Copy the records verbatim, beginning with the line that contains "Mark every instance of man in blue" and ending after the line that contains "36;246;59;268".

(Items stored from a collection)
--*--

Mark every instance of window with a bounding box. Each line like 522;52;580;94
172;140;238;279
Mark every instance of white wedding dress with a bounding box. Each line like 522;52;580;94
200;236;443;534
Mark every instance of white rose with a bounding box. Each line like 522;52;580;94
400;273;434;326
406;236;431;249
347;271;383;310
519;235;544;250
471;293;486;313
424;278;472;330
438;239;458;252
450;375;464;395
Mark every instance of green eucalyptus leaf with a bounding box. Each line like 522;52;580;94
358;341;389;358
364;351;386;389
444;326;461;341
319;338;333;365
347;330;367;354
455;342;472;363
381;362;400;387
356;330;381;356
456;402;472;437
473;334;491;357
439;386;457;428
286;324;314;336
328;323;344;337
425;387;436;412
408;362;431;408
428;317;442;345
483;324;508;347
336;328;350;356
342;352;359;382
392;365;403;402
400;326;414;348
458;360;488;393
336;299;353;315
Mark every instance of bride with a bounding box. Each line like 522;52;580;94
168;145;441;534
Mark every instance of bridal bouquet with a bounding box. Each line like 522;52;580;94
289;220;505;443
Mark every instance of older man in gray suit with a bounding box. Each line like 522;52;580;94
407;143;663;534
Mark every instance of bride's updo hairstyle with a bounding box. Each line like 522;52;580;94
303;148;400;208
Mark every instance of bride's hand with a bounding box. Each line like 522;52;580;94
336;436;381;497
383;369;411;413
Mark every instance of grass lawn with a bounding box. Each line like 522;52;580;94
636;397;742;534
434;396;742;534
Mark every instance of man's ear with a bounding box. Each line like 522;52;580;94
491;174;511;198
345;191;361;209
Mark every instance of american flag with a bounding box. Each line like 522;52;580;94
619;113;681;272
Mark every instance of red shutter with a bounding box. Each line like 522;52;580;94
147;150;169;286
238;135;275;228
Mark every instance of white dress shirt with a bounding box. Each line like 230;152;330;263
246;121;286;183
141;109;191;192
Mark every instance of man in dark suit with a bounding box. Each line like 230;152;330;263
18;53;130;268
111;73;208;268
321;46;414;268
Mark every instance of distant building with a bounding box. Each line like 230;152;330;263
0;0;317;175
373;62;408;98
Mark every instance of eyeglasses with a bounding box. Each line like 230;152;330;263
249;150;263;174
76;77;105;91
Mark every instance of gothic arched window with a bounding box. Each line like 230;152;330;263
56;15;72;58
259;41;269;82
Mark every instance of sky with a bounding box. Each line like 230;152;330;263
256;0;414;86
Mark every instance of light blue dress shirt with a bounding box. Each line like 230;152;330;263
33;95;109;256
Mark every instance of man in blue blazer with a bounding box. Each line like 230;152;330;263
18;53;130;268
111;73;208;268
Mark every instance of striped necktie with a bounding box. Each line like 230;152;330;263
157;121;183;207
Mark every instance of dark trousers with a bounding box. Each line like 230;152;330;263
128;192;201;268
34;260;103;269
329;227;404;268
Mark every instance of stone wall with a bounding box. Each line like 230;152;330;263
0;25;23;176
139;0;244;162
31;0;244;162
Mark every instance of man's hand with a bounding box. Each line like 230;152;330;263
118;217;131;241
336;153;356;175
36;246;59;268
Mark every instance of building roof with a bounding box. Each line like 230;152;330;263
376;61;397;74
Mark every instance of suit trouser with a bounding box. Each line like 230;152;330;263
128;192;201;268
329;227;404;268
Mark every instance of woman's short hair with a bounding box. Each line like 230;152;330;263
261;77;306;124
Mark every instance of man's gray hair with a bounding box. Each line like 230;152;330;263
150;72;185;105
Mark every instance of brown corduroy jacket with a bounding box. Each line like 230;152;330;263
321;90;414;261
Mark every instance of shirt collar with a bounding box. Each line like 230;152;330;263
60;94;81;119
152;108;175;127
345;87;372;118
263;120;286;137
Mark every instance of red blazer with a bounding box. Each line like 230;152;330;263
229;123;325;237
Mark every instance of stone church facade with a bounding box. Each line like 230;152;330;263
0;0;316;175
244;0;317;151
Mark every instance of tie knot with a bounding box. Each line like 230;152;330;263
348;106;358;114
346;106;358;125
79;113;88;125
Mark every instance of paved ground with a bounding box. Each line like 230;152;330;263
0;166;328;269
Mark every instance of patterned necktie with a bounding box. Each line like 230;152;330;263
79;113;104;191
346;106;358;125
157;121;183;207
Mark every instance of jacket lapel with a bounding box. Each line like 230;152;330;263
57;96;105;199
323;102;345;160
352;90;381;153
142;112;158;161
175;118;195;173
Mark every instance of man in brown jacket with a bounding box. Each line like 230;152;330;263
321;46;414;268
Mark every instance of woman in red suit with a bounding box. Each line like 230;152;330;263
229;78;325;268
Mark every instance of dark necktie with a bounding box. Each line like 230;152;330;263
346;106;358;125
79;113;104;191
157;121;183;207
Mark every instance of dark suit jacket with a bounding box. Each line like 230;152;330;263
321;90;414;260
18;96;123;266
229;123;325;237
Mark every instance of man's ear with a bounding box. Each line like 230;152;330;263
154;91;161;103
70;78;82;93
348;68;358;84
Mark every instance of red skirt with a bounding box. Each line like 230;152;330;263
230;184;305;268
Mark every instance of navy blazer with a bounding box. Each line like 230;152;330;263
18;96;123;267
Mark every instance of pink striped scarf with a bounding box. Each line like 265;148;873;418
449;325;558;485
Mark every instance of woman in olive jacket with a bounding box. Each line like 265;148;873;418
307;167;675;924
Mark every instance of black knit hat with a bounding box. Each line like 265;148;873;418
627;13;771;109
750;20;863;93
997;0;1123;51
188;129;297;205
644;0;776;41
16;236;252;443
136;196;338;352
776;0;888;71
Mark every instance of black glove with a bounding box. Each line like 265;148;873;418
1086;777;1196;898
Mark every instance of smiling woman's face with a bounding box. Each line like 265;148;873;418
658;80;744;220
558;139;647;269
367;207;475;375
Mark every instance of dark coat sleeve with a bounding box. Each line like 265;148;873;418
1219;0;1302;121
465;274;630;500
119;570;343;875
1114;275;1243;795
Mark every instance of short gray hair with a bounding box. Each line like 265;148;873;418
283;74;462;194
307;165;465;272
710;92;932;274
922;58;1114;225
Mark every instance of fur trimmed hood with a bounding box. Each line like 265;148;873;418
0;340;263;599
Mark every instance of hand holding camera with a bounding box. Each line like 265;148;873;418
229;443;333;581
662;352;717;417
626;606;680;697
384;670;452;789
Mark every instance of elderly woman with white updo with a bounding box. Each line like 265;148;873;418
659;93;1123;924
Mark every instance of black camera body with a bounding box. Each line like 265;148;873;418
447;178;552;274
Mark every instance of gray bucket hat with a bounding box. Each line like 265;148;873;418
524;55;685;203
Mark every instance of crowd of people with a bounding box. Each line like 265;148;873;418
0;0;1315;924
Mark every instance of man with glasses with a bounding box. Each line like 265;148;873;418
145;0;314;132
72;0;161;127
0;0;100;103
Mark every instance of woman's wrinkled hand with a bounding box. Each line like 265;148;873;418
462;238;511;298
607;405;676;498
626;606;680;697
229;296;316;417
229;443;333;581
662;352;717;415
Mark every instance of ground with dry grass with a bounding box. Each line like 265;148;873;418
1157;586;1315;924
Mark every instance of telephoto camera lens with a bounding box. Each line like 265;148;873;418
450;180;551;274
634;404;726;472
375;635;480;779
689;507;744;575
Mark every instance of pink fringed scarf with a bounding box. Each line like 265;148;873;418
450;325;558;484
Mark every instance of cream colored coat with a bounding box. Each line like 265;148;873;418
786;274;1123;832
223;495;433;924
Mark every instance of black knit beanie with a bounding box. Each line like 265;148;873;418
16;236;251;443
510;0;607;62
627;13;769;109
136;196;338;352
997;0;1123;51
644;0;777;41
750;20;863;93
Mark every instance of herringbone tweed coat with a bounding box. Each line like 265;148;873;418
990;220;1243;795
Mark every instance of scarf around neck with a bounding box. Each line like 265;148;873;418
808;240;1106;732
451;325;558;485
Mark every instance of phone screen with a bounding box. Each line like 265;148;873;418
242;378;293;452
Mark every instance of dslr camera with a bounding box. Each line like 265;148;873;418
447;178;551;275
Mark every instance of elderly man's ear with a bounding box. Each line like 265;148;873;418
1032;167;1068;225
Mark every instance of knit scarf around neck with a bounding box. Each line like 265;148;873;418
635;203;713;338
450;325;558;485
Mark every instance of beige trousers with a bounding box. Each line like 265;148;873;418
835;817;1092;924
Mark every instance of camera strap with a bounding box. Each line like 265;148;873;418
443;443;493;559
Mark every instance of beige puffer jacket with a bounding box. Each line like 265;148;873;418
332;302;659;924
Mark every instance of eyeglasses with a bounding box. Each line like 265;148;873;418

--*--

## Response
Mark every instance of man in blue blazer with a bounding box. Each line like 230;152;330;263
18;53;130;268
111;73;208;268
Mark every instance of striped necktie with a bounding box. Each line like 230;152;330;263
157;121;183;207
Mark every instance of dark trousers with a bounding box. Each line like 230;152;330;263
128;192;201;268
34;260;103;269
329;227;404;268
Mark every instance of stone wall with a bounding box. Each line like 230;152;330;263
0;25;23;176
139;0;244;162
31;0;244;162
Mark every instance of man's hand with a bounding box. Each line like 230;152;330;263
118;217;131;241
336;153;356;175
36;246;59;268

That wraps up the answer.